PASSAGE TO READ:
— START —
Chapter 692 gave the Commission authority to eliminate the menace to life and property caused by the operation over the street railroad tracks on Central Park West, while Chapter 612 amended the Rapid Transit Act in relation to the time within which an appeal might be taken to the Appellate Division from a final decree in condemnation proceedings. Chapter 666 provided that a small portion of Queens Borough, annexed to Brooklyn under an Act of the Legislature of 1915, be included within the eighty-cent gas area. Other measures had to do with minor matters before the Commission.

COMMISSION TEN YEARS OLD

The Commission on July 1, 1917, completed its first decade, having been organized on July 1, 1907. New York City has witnessed very great changes in that period. The Commission, acting as a rapid transit board, has under construction the Dual System of rapid transit, which has been described as the greatest single engineering undertaking in the world's history and involving a otal expenditure close to, if not in excess of, $400,000,000. The record of the decade in the regulation of public utilities includes the supervision over stock and bond issues amounting to nearly $700,000,000; the disposition by investigation or otherwise of more than 15,000 complaints, and the beginning of more than 2,200 formal hearings or investigations. In a large number of these proceedings orders have been issued calling for improvements and betterments in the service, operating conditions and equipment of the companies within the Commission's jurisdication. In the same decade, baggage companies, terminal railroad companies, stage coach and bus line companies, electric conduit companies and steam companies have been brought within the jurisdiction of the Commission.

In its ten years of supervision over gas and electric companies the Commission has tested a grand total of nearly 4,000,000 gas meters and almost 6,000 electric meters. The period has also seen the annual street railroad traffic increase from 1,315,000,000 to 1,918,000,000 passengers, the increments averaging nearly 70,000,000 a year. Such a rapid growth has provided a serious problem, both as to regulation of existing lines and construction of new lines.

WORK IN 1917

The work of the Commission in 1917 was varied in character, its powers being considerably amplified by the passage of Chapter 719 of the Laws of 1917, previously referred to, in regard to the New York Central West Side track problem.
— END —
SET PROBLEM 1: Retype the stretch of the passage about the Commission from "WORK IN 1917" through "Side track problem.".
SET PROBLEM 2: Decide whether each statement agrees with the passage about the Commission, and answer yes or no along with the exact words from the passage that settle it. (a) The Commission was organized on July 1, 1907. (b) Over its ten years, the Commission tested almost 6,000 gas meters. (c) Chapter 666 put part of Queens Borough within the eighty-cent gas area.
Rely only on the passage about the Commission.

ENTRIES SUPPLIED:
— START —
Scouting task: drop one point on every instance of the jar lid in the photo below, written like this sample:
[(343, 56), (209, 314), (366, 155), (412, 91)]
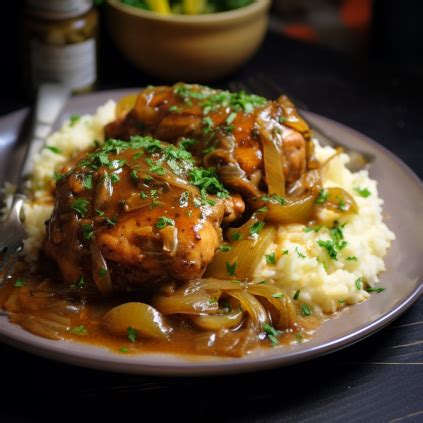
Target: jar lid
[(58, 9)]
— END —
— START —
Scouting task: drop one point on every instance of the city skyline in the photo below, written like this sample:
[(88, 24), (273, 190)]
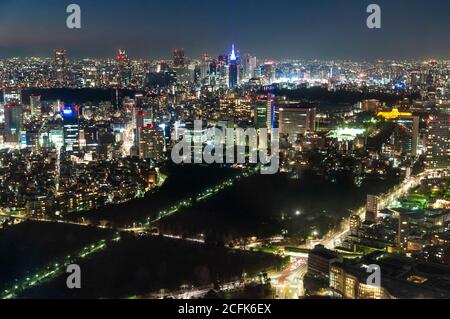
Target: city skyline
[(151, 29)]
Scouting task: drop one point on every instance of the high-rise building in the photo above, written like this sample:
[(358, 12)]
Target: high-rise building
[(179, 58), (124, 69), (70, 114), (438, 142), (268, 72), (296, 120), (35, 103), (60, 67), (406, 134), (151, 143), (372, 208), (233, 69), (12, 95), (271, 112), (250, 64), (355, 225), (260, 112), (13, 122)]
— END —
CORRECT RESPONSE 1:
WORK IN 1917

The work of the Commission in 1917 was varied in character, its powers being considerably amplified by the passage of Chapter 719 of the Laws of 1917, previously referred to, in regard to the New York Central West Side track problem.

CORRECT RESPONSE 2:
(a) Yes: "having been organized on July 1, 1907"
(b) No: "a grand total of nearly 4,000,000 gas meters and almost 6,000 electric meters"
(c) Yes: "a small portion of Queens Borough, annexed to Brooklyn under an Act of the Legislature of 1915, be included within the eighty-cent gas area"